→ WHAT TO PRODUCE: Set down the line that contains "Where can the dark" and every line after it to the end of the entries, exactly as they stand and nothing more.

→ SUPPLIED MATERIAL:
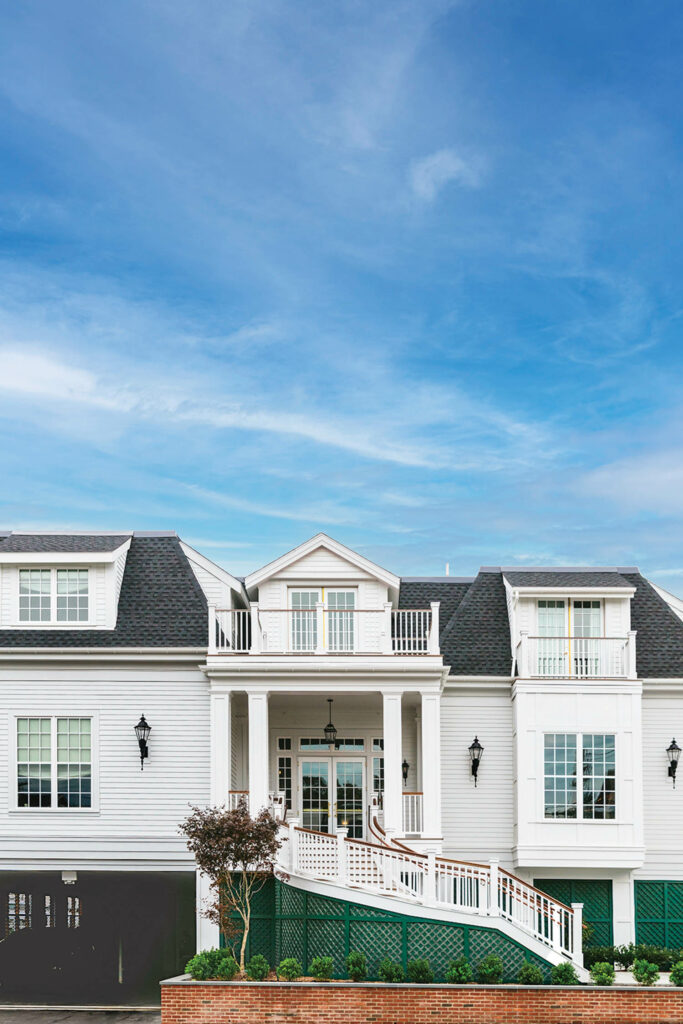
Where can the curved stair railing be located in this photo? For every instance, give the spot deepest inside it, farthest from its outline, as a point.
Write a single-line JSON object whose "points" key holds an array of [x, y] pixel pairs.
{"points": [[390, 868]]}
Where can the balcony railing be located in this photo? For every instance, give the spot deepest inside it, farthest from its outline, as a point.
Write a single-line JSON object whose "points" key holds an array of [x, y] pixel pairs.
{"points": [[324, 631], [577, 657]]}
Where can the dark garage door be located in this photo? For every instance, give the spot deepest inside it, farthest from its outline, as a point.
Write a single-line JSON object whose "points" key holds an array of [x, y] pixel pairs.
{"points": [[108, 938]]}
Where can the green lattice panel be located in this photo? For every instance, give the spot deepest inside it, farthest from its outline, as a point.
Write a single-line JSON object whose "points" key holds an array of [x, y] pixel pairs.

→ SOLUTION:
Where can the dark garage door be located in this photo? For every instance, give the spot deepest inside it, farthest from its outline, as a point.
Write a single-line JSON object whose "points" key holds an array of [x, y] pixel pairs.
{"points": [[108, 938]]}
Where can the green lattice panel be located in this photo? For every instance, give the spot deepest inside it, farthest from its outline, as a point.
Write a single-line JSON object whose "points" key holds an array of [x, y] pixel pairs.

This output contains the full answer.